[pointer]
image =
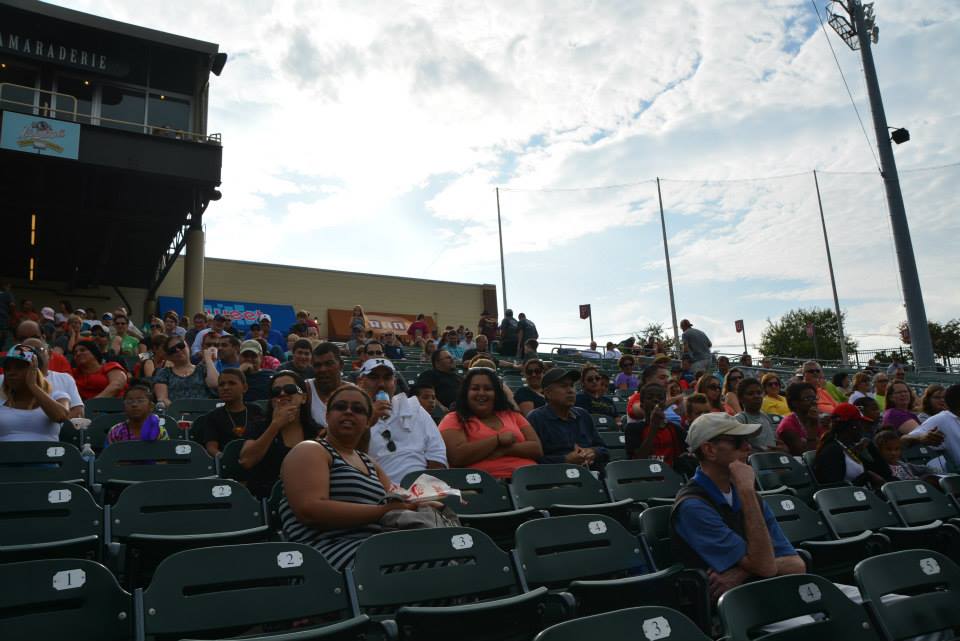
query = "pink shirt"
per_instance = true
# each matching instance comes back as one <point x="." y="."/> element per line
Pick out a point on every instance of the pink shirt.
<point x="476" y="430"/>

::::::

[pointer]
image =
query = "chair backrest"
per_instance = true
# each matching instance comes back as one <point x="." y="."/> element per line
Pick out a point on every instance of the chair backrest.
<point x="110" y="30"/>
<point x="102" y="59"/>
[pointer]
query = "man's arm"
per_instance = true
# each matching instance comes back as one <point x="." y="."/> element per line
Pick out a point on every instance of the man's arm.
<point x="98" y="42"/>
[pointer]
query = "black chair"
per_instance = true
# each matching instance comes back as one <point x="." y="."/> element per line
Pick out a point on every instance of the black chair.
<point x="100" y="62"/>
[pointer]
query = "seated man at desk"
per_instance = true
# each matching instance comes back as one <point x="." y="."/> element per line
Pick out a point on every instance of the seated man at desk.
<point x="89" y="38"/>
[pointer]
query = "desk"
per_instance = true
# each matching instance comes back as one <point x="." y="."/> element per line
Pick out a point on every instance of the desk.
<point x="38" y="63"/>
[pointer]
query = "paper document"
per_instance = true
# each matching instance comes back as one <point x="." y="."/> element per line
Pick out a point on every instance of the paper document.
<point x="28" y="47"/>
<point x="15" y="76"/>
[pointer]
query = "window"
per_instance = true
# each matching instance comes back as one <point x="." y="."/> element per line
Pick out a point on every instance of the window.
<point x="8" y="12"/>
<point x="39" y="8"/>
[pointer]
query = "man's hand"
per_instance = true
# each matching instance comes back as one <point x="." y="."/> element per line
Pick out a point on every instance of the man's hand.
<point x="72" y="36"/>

::::::

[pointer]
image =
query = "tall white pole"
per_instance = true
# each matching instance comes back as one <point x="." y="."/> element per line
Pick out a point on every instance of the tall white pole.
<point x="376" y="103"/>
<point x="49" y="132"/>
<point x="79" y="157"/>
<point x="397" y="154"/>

::::::

### What you have to do
How many lines of the listing include the string "query"? Answer with the number alone.

### Result of this task
10